**AIM**. Copy out, without any change, the rows below from the line containing "white cloud in the image above." through the last line of the rows, inclusive.
[BEGIN DATA FOR THIS EXERCISE]
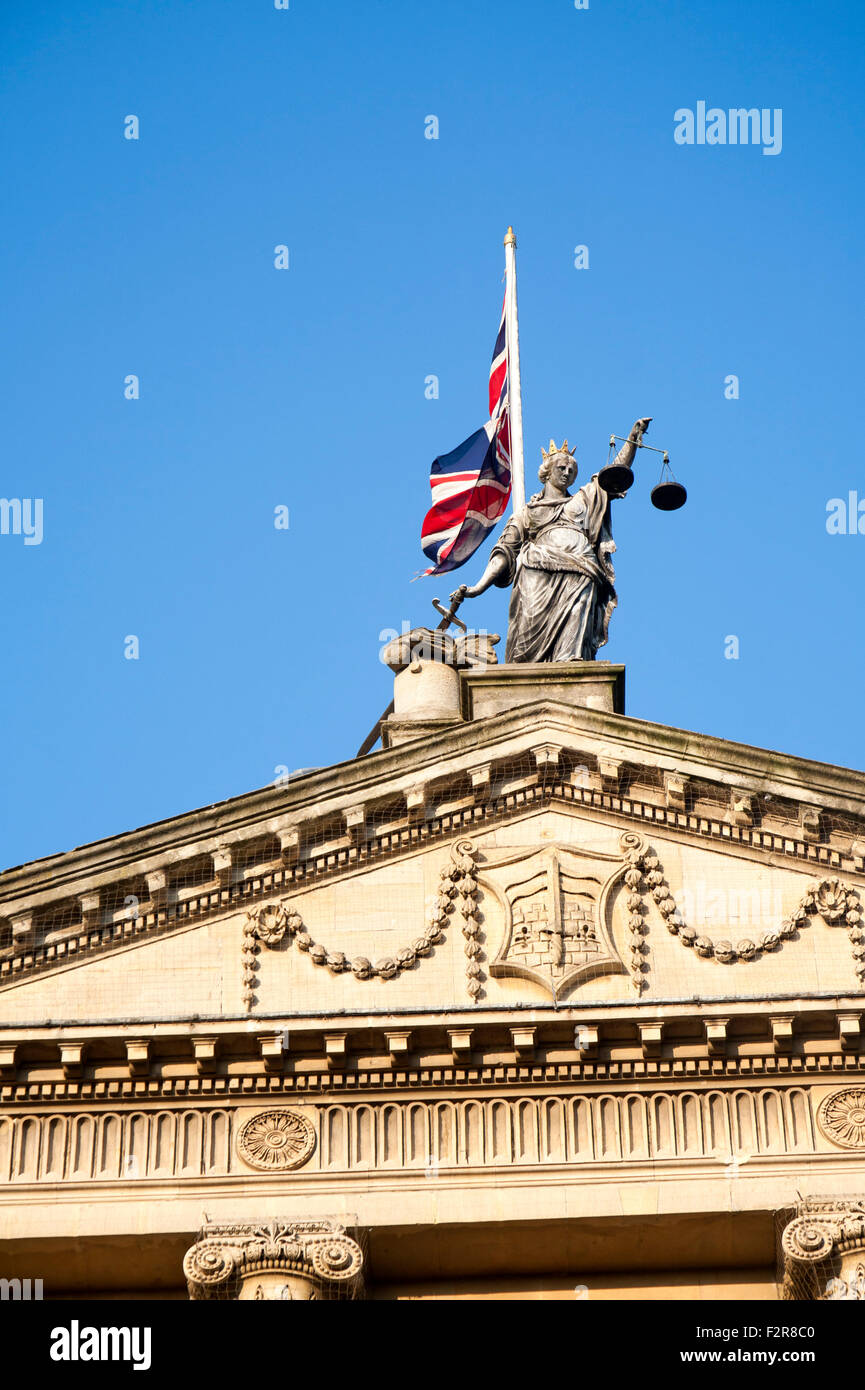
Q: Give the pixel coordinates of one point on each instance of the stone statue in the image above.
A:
(556, 553)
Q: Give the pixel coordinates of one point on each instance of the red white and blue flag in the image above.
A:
(470, 485)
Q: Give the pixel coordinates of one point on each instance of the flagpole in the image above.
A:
(518, 471)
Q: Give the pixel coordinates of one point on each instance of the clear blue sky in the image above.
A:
(305, 388)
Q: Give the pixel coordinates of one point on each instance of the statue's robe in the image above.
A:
(558, 559)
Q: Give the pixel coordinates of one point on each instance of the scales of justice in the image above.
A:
(555, 551)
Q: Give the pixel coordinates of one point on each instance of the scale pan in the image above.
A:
(669, 496)
(615, 477)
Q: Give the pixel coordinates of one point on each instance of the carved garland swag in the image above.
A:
(644, 880)
(269, 925)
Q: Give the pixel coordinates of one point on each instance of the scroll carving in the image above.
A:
(298, 1261)
(823, 1248)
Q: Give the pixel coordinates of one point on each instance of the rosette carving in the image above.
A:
(276, 1140)
(842, 1118)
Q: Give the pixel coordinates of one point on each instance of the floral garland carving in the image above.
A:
(830, 900)
(463, 876)
(639, 861)
(270, 923)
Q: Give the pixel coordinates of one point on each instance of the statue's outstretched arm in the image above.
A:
(495, 570)
(629, 449)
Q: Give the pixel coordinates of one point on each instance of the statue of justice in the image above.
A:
(556, 555)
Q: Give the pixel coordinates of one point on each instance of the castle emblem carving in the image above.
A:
(554, 904)
(276, 1140)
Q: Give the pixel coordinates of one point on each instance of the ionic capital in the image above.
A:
(274, 1261)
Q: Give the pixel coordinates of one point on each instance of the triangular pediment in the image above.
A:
(374, 829)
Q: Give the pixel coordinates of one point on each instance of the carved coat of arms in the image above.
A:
(555, 904)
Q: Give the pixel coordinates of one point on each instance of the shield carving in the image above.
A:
(555, 933)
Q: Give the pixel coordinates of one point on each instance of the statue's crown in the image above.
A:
(554, 449)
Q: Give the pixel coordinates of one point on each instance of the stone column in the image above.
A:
(825, 1251)
(276, 1261)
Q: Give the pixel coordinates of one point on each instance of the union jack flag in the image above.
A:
(470, 485)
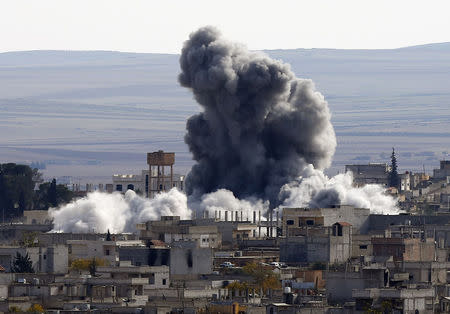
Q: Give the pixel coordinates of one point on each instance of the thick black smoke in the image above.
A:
(260, 125)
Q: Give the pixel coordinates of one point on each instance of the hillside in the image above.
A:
(96, 113)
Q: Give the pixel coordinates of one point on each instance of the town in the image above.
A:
(340, 259)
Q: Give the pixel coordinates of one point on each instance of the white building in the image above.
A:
(140, 182)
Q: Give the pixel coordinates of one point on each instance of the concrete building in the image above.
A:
(188, 260)
(155, 253)
(296, 219)
(140, 183)
(320, 244)
(420, 250)
(405, 181)
(171, 229)
(36, 217)
(87, 249)
(372, 173)
(407, 301)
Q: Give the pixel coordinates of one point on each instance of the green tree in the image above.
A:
(394, 178)
(51, 194)
(22, 264)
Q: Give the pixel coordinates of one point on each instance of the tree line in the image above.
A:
(22, 188)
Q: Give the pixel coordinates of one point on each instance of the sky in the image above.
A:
(162, 26)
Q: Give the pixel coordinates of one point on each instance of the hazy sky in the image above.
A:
(162, 26)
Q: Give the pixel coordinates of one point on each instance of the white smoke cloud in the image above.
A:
(119, 213)
(314, 189)
(258, 137)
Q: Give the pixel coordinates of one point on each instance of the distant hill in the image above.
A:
(95, 113)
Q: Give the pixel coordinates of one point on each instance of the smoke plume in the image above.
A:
(260, 125)
(315, 190)
(119, 213)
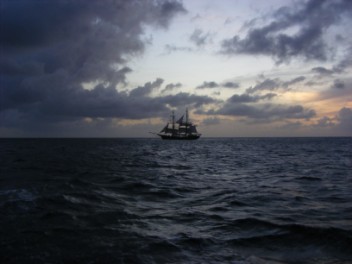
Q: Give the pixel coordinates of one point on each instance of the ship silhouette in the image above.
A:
(179, 130)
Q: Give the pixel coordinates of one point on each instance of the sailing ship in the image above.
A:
(181, 129)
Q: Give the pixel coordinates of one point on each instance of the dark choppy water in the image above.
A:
(150, 201)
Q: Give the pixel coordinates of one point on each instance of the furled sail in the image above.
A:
(180, 129)
(180, 121)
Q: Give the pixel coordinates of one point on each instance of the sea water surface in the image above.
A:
(239, 200)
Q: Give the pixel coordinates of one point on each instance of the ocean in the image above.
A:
(214, 200)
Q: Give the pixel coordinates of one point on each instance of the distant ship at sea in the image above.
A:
(179, 130)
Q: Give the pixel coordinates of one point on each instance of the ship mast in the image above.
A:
(173, 122)
(186, 120)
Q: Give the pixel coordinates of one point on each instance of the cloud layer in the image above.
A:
(312, 19)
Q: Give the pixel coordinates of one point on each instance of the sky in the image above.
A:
(117, 68)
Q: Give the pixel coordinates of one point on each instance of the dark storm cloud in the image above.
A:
(51, 48)
(211, 121)
(172, 48)
(233, 85)
(266, 85)
(344, 117)
(264, 111)
(293, 81)
(246, 98)
(199, 38)
(171, 86)
(206, 85)
(212, 84)
(147, 88)
(312, 18)
(338, 84)
(322, 71)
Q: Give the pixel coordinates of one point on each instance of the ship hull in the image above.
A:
(176, 137)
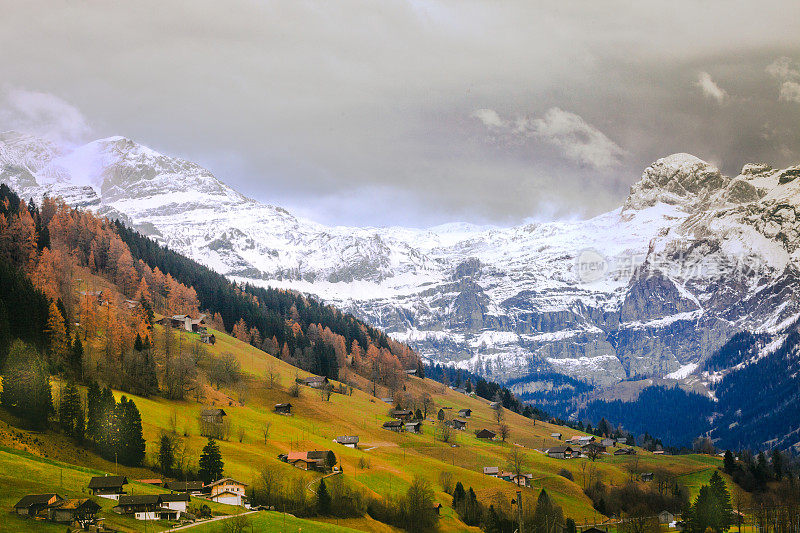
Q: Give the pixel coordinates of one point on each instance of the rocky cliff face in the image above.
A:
(692, 257)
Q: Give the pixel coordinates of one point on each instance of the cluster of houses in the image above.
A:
(523, 480)
(170, 505)
(403, 421)
(584, 446)
(187, 323)
(315, 460)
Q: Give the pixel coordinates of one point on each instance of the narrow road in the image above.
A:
(215, 519)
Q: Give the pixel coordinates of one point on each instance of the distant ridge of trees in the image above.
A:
(278, 321)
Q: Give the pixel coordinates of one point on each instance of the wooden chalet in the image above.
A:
(226, 490)
(401, 414)
(393, 425)
(81, 510)
(413, 427)
(33, 504)
(193, 488)
(560, 452)
(176, 501)
(316, 382)
(625, 451)
(486, 434)
(283, 408)
(350, 441)
(213, 415)
(458, 424)
(141, 506)
(108, 486)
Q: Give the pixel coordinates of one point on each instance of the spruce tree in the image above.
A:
(93, 411)
(728, 462)
(26, 385)
(323, 499)
(724, 509)
(210, 465)
(131, 444)
(76, 358)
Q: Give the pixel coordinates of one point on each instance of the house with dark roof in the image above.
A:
(393, 425)
(226, 490)
(351, 441)
(458, 424)
(175, 501)
(81, 510)
(108, 486)
(213, 415)
(141, 506)
(283, 408)
(189, 487)
(485, 434)
(316, 382)
(33, 504)
(413, 427)
(401, 414)
(560, 452)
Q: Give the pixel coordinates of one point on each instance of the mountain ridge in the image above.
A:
(689, 259)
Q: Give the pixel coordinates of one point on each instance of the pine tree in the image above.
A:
(76, 358)
(166, 453)
(70, 411)
(728, 462)
(57, 335)
(323, 499)
(724, 509)
(210, 465)
(93, 411)
(26, 385)
(131, 444)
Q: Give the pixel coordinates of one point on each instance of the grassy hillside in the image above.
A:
(394, 459)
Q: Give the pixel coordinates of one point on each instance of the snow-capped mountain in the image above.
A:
(648, 289)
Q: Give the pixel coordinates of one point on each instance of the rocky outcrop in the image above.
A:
(693, 257)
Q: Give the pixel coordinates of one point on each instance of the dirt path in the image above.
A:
(216, 519)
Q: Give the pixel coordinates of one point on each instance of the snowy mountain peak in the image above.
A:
(556, 296)
(678, 179)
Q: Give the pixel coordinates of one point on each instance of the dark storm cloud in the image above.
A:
(415, 112)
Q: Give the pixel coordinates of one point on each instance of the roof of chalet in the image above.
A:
(175, 497)
(107, 482)
(36, 499)
(226, 480)
(182, 486)
(140, 499)
(74, 504)
(559, 449)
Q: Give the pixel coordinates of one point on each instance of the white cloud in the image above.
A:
(577, 139)
(789, 75)
(489, 117)
(42, 114)
(710, 88)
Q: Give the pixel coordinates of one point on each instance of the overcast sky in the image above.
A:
(414, 112)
[END DATA FOR THIS EXERCISE]
**WRITTEN ANSWER**.
Q: Give the pixel coordinates of one point on each instance of the white cloud in the image above.
A:
(577, 139)
(789, 75)
(489, 117)
(42, 114)
(710, 88)
Q: Give the pixel coordinates of one point on each instance of the overcast sky in the image above.
A:
(414, 112)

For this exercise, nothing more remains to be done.